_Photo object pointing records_
----

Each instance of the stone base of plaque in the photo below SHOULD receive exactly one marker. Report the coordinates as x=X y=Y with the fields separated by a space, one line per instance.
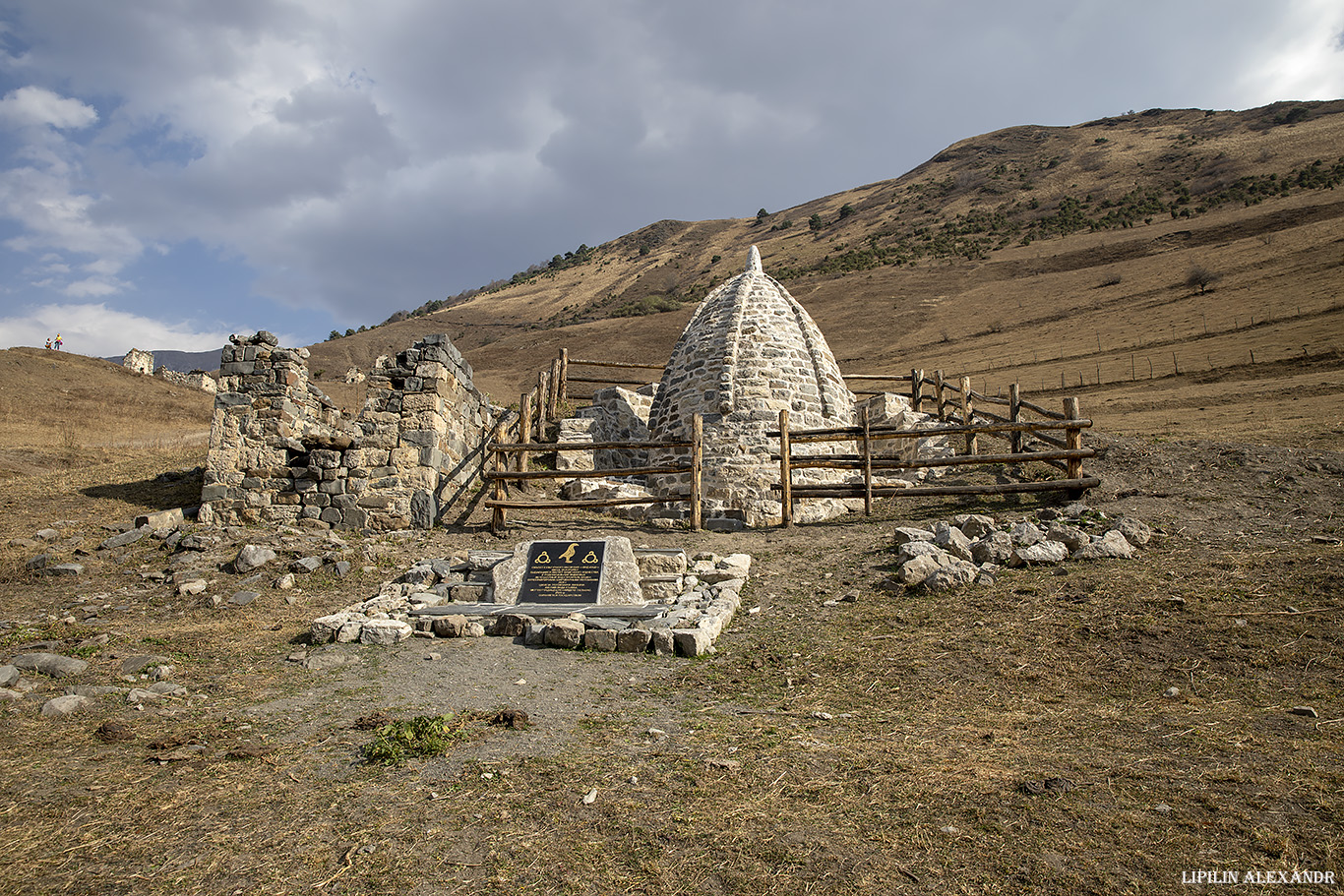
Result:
x=620 y=573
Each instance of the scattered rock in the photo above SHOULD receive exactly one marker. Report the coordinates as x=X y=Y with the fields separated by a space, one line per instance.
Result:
x=125 y=538
x=252 y=557
x=65 y=705
x=139 y=663
x=114 y=731
x=50 y=664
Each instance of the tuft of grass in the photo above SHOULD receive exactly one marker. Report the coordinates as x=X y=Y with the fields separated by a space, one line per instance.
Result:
x=421 y=737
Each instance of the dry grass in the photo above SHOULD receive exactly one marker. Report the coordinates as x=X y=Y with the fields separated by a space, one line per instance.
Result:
x=889 y=745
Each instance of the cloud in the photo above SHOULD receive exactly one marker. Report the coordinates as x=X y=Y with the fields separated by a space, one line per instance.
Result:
x=40 y=106
x=102 y=332
x=362 y=158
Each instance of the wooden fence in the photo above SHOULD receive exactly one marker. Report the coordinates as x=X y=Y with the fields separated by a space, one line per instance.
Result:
x=1055 y=440
x=502 y=473
x=1066 y=452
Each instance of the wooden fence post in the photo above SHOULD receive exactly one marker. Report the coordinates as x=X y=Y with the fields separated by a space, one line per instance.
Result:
x=1072 y=440
x=968 y=414
x=553 y=395
x=498 y=514
x=524 y=433
x=785 y=473
x=867 y=463
x=542 y=388
x=697 y=463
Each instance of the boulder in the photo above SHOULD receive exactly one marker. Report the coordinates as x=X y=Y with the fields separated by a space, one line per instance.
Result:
x=1112 y=544
x=385 y=631
x=1040 y=553
x=50 y=664
x=565 y=632
x=65 y=705
x=1137 y=533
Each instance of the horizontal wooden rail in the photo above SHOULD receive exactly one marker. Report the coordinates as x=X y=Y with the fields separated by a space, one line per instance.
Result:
x=924 y=491
x=510 y=448
x=500 y=474
x=510 y=504
x=1054 y=415
x=624 y=364
x=851 y=433
x=606 y=379
x=855 y=461
x=586 y=474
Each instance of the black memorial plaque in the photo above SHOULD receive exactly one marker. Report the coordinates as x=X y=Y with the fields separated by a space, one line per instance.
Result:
x=562 y=572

----

_Work required_
Copy the records without any change, beginning with the line that contains "Each instance of the boulder" and continuing through the last line of the records.

_Solution to the problem_
Each instance of the boulder in the photo above SHOULD receive exactly one marker. Report the coordinates as x=X y=Y with the fields separated by a space, one line per instance.
Result:
x=1112 y=544
x=385 y=631
x=1040 y=553
x=50 y=664
x=565 y=632
x=65 y=705
x=1137 y=533
Each instance of the horizontal wooden rail in the photo above SHOULD receive exactly one marker. Report the coordinates as x=X y=Y with the fields separated by a space, one line per instance.
Result:
x=924 y=491
x=510 y=448
x=500 y=474
x=510 y=504
x=1054 y=415
x=624 y=364
x=851 y=433
x=606 y=379
x=855 y=461
x=586 y=474
Each instance of the black memorial plaque in the photo above SHOULD receive exactly one marker. Report the coordinates as x=X y=Y with the fields separated by a space, one line per instance.
Result:
x=562 y=572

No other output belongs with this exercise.